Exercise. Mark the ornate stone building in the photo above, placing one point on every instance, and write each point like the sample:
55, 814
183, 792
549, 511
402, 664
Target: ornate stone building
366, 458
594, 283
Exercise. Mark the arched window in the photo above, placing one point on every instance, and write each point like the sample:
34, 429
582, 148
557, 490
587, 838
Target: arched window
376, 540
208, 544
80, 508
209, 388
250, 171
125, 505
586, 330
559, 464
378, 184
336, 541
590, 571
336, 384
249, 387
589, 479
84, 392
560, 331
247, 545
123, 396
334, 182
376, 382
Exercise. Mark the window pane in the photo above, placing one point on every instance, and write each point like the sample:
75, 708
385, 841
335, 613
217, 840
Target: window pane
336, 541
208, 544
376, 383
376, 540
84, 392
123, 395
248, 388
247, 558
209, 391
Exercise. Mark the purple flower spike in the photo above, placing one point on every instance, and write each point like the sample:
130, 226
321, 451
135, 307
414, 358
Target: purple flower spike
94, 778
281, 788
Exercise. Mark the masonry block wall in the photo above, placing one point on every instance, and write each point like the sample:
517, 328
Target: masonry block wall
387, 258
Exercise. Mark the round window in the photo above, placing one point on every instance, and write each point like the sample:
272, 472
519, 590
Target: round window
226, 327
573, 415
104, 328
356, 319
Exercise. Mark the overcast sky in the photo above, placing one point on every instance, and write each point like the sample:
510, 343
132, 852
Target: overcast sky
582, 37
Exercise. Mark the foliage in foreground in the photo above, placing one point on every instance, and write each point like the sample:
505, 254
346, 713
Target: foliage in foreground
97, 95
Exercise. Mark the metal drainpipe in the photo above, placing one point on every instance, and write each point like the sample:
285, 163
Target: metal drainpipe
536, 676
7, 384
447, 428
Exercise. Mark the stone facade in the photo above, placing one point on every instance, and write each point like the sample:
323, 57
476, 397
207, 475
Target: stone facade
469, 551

::::

▶ _Given instruction_: Can you quote exactly the lines from the one containing "Exercise. Mark the round" through the last line of the records above, and nothing else?

▶ _Final result_:
Exercise. Mark the round window in the photo above, placing one point on every instance, and write each point like the sample:
272, 472
519, 590
Target: round window
226, 327
573, 415
104, 328
356, 319
Exercise. Mark the overcast sky in the photo above, placing one point on every instance, and write each point like the sample:
510, 343
132, 852
Target: overcast sky
582, 37
Exercise. Mark the foliage in foreground in the photo above, placing one point on every instance, and write each point like the sample:
505, 254
346, 713
Target: foliage in foreground
97, 95
Exercise. Mark the metal drainpipe in the photo above, placing one point on every instance, and write each point like the sample:
285, 163
Target: metal drainpipe
536, 676
7, 384
447, 428
Exercise. Mark the stone facade in the photo above, placing one point on every instance, and write each point like the sample:
323, 57
476, 397
207, 475
Target: stone facade
469, 551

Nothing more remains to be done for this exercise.